Required work =
Retype the article on the court ruling about the 2020 census count word for word, in full.

Illegal immigrants will be included in the 2020 census count used to determine congressional seats, a federal court ruled in a rebuke to President Trump.
The court ruled on Thursday that President Trump’s directive to exclude U.S. residents living in the country illegally from the specific census count that allocates congressional seats violates federal law, according to CNN.
The court granted a permanent injunction blocking the rule but did not decide if the president’s July memorandum is unconstitutional.
“We declare the Presidential Memorandum to be an unlawful exercise of the authority granted to the President by statute,” the three-judge panel unanimously ruled.
Trump’s memorandum didn’t change who would be counted in the 2020 census but directed Commerce Secretary Wilbur Ross to give him the entire count of the total population and another tally that excludes “aliens who are not in a lawful immigration status,” CNN reported.
Trump’s order came shortly after he sought to put a citizenship question on the 2020 census, but the plan was abandoned after the Supreme Court rejected the notion of enforcing voting protections as good enough reason to pose the question.
Trump later directed the Census Bureau to collect data on citizenship status from other government agencies and meld that data with 2020 census records. The order was met with a number of lawsuits from various states and organizations.
The census, which counts every person residing in the United States, is used to allocate seats in Congress, and states can lose out on a significant amount of funding without an accurate count. Historically, the number of lawmakers serving in the House have shifted as census numbers changed.
Census data can also impact a number of other societal functions such as rural development, healthcare, employment, and education services.
Census information is collected every 10 years, and its participation is required by law. Due to the coronavirus pandemic, the extended deadline to fill out the census is Sept. 30.

Saved entries
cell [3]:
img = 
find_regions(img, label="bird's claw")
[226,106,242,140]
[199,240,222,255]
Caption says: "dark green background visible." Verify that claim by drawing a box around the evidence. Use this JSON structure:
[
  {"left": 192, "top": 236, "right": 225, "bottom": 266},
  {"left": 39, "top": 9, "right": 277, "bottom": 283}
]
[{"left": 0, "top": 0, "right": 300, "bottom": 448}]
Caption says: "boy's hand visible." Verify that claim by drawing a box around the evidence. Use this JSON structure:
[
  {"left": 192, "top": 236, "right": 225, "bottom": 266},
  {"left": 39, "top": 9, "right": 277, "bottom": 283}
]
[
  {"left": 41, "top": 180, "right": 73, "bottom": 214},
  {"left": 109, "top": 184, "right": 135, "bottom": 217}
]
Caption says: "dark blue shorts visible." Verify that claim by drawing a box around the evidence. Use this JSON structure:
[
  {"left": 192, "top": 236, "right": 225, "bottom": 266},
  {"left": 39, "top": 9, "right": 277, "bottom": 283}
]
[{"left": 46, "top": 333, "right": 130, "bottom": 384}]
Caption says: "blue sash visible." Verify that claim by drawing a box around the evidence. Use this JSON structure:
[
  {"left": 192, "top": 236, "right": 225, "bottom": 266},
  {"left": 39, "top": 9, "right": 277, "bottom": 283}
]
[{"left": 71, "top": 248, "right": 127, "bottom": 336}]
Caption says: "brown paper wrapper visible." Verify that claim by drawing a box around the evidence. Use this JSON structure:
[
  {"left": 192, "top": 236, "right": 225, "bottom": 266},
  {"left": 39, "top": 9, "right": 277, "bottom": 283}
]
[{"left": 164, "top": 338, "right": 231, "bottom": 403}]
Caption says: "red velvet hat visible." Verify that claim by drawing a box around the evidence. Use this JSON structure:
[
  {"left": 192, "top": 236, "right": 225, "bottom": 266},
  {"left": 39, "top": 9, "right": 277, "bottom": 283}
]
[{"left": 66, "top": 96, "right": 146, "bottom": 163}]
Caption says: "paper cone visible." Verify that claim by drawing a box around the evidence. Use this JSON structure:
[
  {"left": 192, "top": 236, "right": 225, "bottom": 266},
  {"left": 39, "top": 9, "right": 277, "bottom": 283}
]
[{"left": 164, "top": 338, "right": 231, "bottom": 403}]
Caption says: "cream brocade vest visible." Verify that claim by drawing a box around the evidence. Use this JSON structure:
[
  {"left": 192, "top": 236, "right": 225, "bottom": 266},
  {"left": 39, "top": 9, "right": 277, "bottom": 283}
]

Your solution =
Illegal immigrants will be included in the 2020 census count used to determine congressional seats, a federal court ruled in a rebuke to President Trump.
The court ruled on Thursday that President Trump’s directive to exclude U.S. residents living in the country illegally from the specific census count that allocates congressional seats violates federal law, according to CNN.
The court granted a permanent injunction blocking the rule but did not decide if the president’s July memorandum is unconstitutional.
“We declare the Presidential Memorandum to be an unlawful exercise of the authority granted to the President by statute,” the three-judge panel unanimously ruled.
Trump’s memorandum didn’t change who would be counted in the 2020 census but directed Commerce Secretary Wilbur Ross to give him the entire count of the total population and another tally that excludes “aliens who are not in a lawful immigration status,” CNN reported.
Trump’s order came shortly after he sought to put a citizenship question on the 2020 census, but the plan was abandoned after the Supreme Court rejected the notion of enforcing voting protections as good enough reason to pose the question.
Trump later directed the Census Bureau to collect data on citizenship status from other government agencies and meld that data with 2020 census records. The order was met with a number of lawsuits from various states and organizations.
The census, which counts every person residing in the United States, is used to allocate seats in Congress, and states can lose out on a significant amount of funding without an accurate count. Historically, the number of lawmakers serving in the House have shifted as census numbers changed.
Census data can also impact a number of other societal functions such as rural development, healthcare, employment, and education services.
Census information is collected every 10 years, and its participation is required by law. Due to the coronavirus pandemic, the extended deadline to fill out the census is Sept. 30.